Start of Supplied data

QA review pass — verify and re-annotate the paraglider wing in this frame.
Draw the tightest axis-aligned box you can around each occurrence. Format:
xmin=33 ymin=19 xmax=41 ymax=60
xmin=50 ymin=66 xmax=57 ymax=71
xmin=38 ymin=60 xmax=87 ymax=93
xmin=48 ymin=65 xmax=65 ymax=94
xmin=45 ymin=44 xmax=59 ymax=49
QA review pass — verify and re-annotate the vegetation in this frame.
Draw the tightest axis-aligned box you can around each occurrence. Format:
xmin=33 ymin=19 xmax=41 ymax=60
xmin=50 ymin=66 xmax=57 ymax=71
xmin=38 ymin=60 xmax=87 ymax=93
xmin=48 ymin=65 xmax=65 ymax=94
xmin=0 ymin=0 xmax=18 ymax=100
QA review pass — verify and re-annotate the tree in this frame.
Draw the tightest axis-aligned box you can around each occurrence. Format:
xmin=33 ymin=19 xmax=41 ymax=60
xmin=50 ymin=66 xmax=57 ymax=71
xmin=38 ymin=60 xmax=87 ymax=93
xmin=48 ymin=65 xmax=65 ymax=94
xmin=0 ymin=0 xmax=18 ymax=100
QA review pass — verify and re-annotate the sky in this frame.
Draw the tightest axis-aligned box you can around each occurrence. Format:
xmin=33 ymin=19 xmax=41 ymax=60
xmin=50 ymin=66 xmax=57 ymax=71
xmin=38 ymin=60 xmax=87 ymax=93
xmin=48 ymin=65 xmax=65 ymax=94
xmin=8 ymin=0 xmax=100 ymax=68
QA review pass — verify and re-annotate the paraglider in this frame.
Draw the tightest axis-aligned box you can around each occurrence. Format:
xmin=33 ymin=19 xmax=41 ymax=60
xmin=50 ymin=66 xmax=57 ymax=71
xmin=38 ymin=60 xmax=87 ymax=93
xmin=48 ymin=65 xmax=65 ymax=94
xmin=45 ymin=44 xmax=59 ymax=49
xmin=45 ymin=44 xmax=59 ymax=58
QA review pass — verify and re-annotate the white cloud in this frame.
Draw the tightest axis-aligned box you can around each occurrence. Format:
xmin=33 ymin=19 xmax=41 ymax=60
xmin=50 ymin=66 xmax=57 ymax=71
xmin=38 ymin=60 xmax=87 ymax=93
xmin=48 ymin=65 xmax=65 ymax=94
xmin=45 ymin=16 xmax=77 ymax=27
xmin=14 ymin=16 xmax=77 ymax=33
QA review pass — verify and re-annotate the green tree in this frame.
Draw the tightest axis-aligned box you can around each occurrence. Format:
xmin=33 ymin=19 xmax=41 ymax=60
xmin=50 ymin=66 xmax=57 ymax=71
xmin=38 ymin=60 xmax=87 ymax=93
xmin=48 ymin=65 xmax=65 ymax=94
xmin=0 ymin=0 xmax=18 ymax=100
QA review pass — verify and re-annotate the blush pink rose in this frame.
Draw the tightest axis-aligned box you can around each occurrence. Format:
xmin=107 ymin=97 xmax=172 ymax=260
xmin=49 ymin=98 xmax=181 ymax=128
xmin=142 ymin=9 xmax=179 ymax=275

End of Supplied data

Description of the task: Copy every record above word for word, keeping each line as it stands.

Expected answer:
QA review pass — verify and re-annotate the paraglider wing in this frame.
Draw the tightest axis-aligned box you can around each occurrence. Format:
xmin=33 ymin=19 xmax=41 ymax=60
xmin=50 ymin=66 xmax=57 ymax=71
xmin=38 ymin=60 xmax=87 ymax=93
xmin=48 ymin=65 xmax=65 ymax=94
xmin=45 ymin=44 xmax=59 ymax=49
QA review pass — verify and re-annotate the vegetation in this frame.
Draw the tightest axis-aligned box you can around each occurrence. Format:
xmin=33 ymin=19 xmax=41 ymax=60
xmin=50 ymin=66 xmax=57 ymax=71
xmin=38 ymin=60 xmax=87 ymax=93
xmin=48 ymin=65 xmax=65 ymax=94
xmin=0 ymin=0 xmax=18 ymax=100
QA review pass — verify and re-annotate the tree in this frame.
Draw the tightest axis-aligned box you can around each occurrence. Format:
xmin=33 ymin=19 xmax=41 ymax=60
xmin=50 ymin=66 xmax=57 ymax=71
xmin=38 ymin=60 xmax=87 ymax=93
xmin=48 ymin=65 xmax=65 ymax=94
xmin=0 ymin=0 xmax=18 ymax=100
QA review pass — verify and re-annotate the sky in this frame.
Draw the tightest axis-aligned box you can around each occurrence. Format:
xmin=33 ymin=19 xmax=41 ymax=60
xmin=50 ymin=66 xmax=57 ymax=71
xmin=38 ymin=60 xmax=87 ymax=93
xmin=48 ymin=65 xmax=65 ymax=94
xmin=8 ymin=0 xmax=100 ymax=68
QA review pass — verify and re-annotate the paraglider in this frame.
Draw the tightest axis-aligned box you can around each occurrence. Format:
xmin=33 ymin=19 xmax=41 ymax=60
xmin=50 ymin=66 xmax=57 ymax=71
xmin=38 ymin=60 xmax=87 ymax=93
xmin=48 ymin=65 xmax=65 ymax=94
xmin=45 ymin=44 xmax=59 ymax=49
xmin=45 ymin=44 xmax=59 ymax=58
QA review pass — verify and re-annotate the white cloud in this frame.
Draw the tightest axis-aligned box you can around each occurrence. Format:
xmin=33 ymin=19 xmax=41 ymax=60
xmin=50 ymin=66 xmax=57 ymax=71
xmin=38 ymin=60 xmax=87 ymax=93
xmin=48 ymin=65 xmax=65 ymax=94
xmin=45 ymin=16 xmax=77 ymax=27
xmin=14 ymin=16 xmax=77 ymax=33
QA review pass — verify and re-annotate the green tree in this frame.
Draw the tightest axis-aligned box you can around each occurrence. Format:
xmin=33 ymin=19 xmax=41 ymax=60
xmin=50 ymin=66 xmax=57 ymax=71
xmin=38 ymin=60 xmax=87 ymax=93
xmin=48 ymin=65 xmax=65 ymax=94
xmin=0 ymin=0 xmax=18 ymax=100
QA review pass — verify and re-annotate the blush pink rose in this frame.
Draw the tightest axis-aligned box you can around each occurrence. Format:
xmin=107 ymin=97 xmax=172 ymax=260
xmin=49 ymin=98 xmax=181 ymax=128
xmin=142 ymin=9 xmax=179 ymax=275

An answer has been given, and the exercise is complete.